#### Records to process ####

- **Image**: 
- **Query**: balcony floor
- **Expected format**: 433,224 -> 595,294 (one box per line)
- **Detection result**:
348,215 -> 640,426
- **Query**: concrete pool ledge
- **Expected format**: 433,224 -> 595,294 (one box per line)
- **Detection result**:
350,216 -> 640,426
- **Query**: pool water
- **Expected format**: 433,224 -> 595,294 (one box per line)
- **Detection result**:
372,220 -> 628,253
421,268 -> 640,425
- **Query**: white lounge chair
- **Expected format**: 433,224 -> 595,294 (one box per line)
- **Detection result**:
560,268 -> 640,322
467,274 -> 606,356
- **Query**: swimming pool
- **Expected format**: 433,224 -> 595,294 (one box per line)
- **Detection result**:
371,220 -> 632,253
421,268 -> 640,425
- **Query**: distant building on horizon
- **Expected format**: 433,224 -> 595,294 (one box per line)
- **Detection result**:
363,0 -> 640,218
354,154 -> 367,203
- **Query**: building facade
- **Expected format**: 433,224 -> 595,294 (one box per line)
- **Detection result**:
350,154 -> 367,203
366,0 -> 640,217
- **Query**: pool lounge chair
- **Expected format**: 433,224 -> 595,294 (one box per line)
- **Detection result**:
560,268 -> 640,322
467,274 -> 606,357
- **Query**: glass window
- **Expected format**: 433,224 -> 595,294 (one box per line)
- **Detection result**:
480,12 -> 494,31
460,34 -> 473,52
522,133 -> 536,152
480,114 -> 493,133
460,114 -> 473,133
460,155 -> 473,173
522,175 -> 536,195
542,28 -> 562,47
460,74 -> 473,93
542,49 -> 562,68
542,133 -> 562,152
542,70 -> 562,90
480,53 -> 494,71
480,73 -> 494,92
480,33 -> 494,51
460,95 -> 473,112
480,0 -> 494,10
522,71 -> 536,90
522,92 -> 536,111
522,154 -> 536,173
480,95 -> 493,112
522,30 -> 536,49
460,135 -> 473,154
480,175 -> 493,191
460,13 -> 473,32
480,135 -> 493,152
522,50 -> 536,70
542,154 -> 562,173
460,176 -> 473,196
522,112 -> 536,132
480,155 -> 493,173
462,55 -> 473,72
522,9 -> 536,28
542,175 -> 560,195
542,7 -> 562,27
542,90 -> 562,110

####

Copy all of the records above line for line, with no changes.

- **Image**: 
- **Query**: balcony floor
- **Expected format**: 433,224 -> 595,294 (one box per line)
- **Detection result**:
348,215 -> 640,426
- **Query**: concrete pool ledge
- **Expected format**: 433,224 -> 595,294 (one box per line)
- **Detection result**:
350,216 -> 640,426
- **Query**: pool water
- **Expected format**: 433,224 -> 595,294 (one box per line)
- **Detection result**:
372,220 -> 628,253
421,268 -> 640,425
- **Query**: white lounge chair
- **Expected format**: 433,224 -> 595,294 (one box per line)
- **Detection result**:
560,268 -> 640,322
467,274 -> 606,356
- **Query**: swimming pool
- **Expected format**: 433,224 -> 595,294 (one box per line)
- **Detection result**:
371,220 -> 632,253
421,268 -> 640,425
- **Query**: distant building on horizon
- **Expected format**: 433,224 -> 595,294 (one box per line)
- **Detection result**:
363,0 -> 640,218
354,154 -> 367,203
- **Query**: building facade
- **Expected format**: 433,224 -> 595,294 (one box per line)
- **Detection result**:
350,154 -> 367,203
366,0 -> 640,217
- **Query**: pool lounge chair
- **Expected format**: 433,224 -> 595,294 (one box per line)
- **Detection result**:
560,268 -> 640,322
467,274 -> 606,357
- **Query**: glass window
- **Expected format**: 433,224 -> 595,294 (one box per line)
- **Detection result**:
480,12 -> 494,31
460,34 -> 473,52
522,133 -> 536,152
480,114 -> 493,133
460,114 -> 473,133
460,155 -> 473,173
522,175 -> 536,195
542,28 -> 562,47
460,74 -> 473,93
542,49 -> 562,68
542,133 -> 562,152
542,70 -> 562,90
480,53 -> 494,71
480,73 -> 494,92
480,33 -> 494,51
460,95 -> 473,112
480,0 -> 494,10
522,71 -> 536,90
522,92 -> 536,111
522,154 -> 536,173
480,95 -> 493,112
522,30 -> 536,49
460,135 -> 473,154
480,175 -> 493,191
460,13 -> 473,32
480,135 -> 493,152
522,50 -> 536,70
542,154 -> 562,173
460,176 -> 473,196
522,112 -> 536,132
480,155 -> 493,173
462,55 -> 473,72
522,9 -> 536,28
542,175 -> 560,195
542,7 -> 562,27
542,90 -> 562,110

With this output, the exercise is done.